* **Requirement 1**
Reproduce, word for word, the passage in the book reviews that opens with the words "Her pupils killed" and closes with "plot for revenge.".
* **Requirement 2**
Pick up the book reviews after their final sentence and write the next part of the reviewer's view of Confessions.

* **Text under study**

━━━━━━━━━━━━━━━━━━━━━━━━━━━━━━

This narrative is told with honesty that sometimes catches you unaware, particularly when the author discusses suicides and neonatal and child deaths; so sad. The life of an Medical Examiner is dissected and probed and all is revealed; the ugliness of death, the stench, the maggots, the sloughing skin, the reek of alcohol, the worry of infection but all is told is a calm and meaningfull manner – this is not “voyeur of the dead” material, this is life (because death also affects the living), death and some deaths are good deaths and some… you really should not ask about.

 

Throughout this narrative the authors’ voices carry you on a journey, you walk side by side with the rookie M.E and take lessons with her, then suddenly the world changes, the tone changes and it is chilling. The terrorist attacks on September 11, 2001 on the World Trade Centre towers and other threats shake up the world and have a very personal direct impact on Dr Melinek; she sees firsthand the destruction and violation of life. This section of the book is…overwhelmingly sad and horrific, the work of the first responders and the medical staff tasked with identifying the human remains is a mammoth and heartbreakingly poignant. All involved in the rescue and recovery deserve our thanks.

 

This is truly a remarkable book told with respect and passion.

Post Script: Confessions -Kanae Minato

Confessions

Kanae Minato

Mulholland Books

Mulholland Books

ISBN: 9780316200929

 

Description:

Her pupils killed her daughter. Now, she will have her revenge.

After an engagement that ended in tragedy, all Yuko Moriguchi had to live for was her four-year-old child, Manami. Now, after a heartbreaking accident on the grounds of the middle school where she teaches, Yuko has given up and tendered her resignation.

But first, she has one last lecture to deliver. She tells a story that will upend everything her students ever thought they knew about two of their peers, and sets in motion a maniacal plot for revenge.

Narrated in alternating voices, with twists you’ll never see coming, Confessions probes the limits of punishment, despair, and tragic love, culminating in a harrowing confrontation between teacher and student that will place the occupants of an entire school in harm’s way. You’ll never look at a classroom the same way again.

 

My View:

The synopsis sounded intriguing; a story of murder and revenge however I found that I didn’t really connect or find the narrative compelling or thrilling. Perhaps there is a cultural disconnect or maybe something is lost in the translation– I found the style of writing conservative and polite, almost cold and the premise and the actions/reactions, sad.

━━━━━━━━━━━━━━━━━━━━━━━━━━━━━━

* **Dataset content**

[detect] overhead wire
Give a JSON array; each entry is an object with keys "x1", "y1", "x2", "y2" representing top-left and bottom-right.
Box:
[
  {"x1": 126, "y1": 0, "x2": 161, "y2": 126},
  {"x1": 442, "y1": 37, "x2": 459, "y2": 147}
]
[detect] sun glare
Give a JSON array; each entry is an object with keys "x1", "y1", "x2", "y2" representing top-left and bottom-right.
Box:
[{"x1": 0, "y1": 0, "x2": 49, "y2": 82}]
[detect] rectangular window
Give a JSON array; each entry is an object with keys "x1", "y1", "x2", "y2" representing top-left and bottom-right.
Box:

━━━━━━━━━━━━━━━━━━━━━━━━━━━━━━

* **Exercise result 1**
Her pupils killed her daughter. Now, she will have her revenge.

After an engagement that ended in tragedy, all Yuko Moriguchi had to live for was her four-year-old child, Manami. Now, after a heartbreaking accident on the grounds of the middle school where she teaches, Yuko has given up and tendered her resignation.

But first, she has one last lecture to deliver. She tells a story that will upend everything her students ever thought they knew about two of their peers, and sets in motion a maniacal plot for revenge.

* **Exercise result 2**
 

The voice of the teacher I found quite stilted – but then that could be the accepted tone of a Japanese teacher/woman in Japanese society; reserved, polite and unemotional… I do not know. The voices of the children flowed a little better but I found the characters pathetic and childish, I know they are children but so much attention seeking behavior (they were meant to be 13year olds but came across emotionally a lot younger) yet they had understandings of AIDS, the legal system, porn etc. that did not marry with the childlike attitudes; something did not sit quite right for me.

 

I found that a lot of the consequences of actions in this narrative are based on attitudes about respect- for positions in the workplace, positions in the family (male centred), not necessarily about respect earned, about how the opinions of others is so highly valued, that appearance and conformity to social mores are paramount, how what the neighbors or community thinks matters more than what the individual thinks/feels,  that women are still valued by prettiness, youth and manners…so many values and attitudes that did not sit well with me.

 

The story – is deceiving – it began interestingly but in the end left me a little flat. Perhaps the general flatness and unemotional way this story was delivered inspired my lack lustre response, I certainly did not connect with any of the characters or with the plot or with the traditions/social norms or attitudes. There was a twist at the end, but by then I was not really engaged with this story and didn’t really care.   I would not describe this novel as a work of crime fiction or thriller, more a reflection on society – with some crimes.